* _Exercise details_: Pull out each line in the records below that contains the word "Highlight", copying the whole line.
Begin Data
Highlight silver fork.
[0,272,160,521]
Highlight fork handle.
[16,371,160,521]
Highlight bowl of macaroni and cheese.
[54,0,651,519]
End Data
* _Task solution_:
Highlight silver fork.
Highlight fork handle.
Highlight bowl of macaroni and cheese.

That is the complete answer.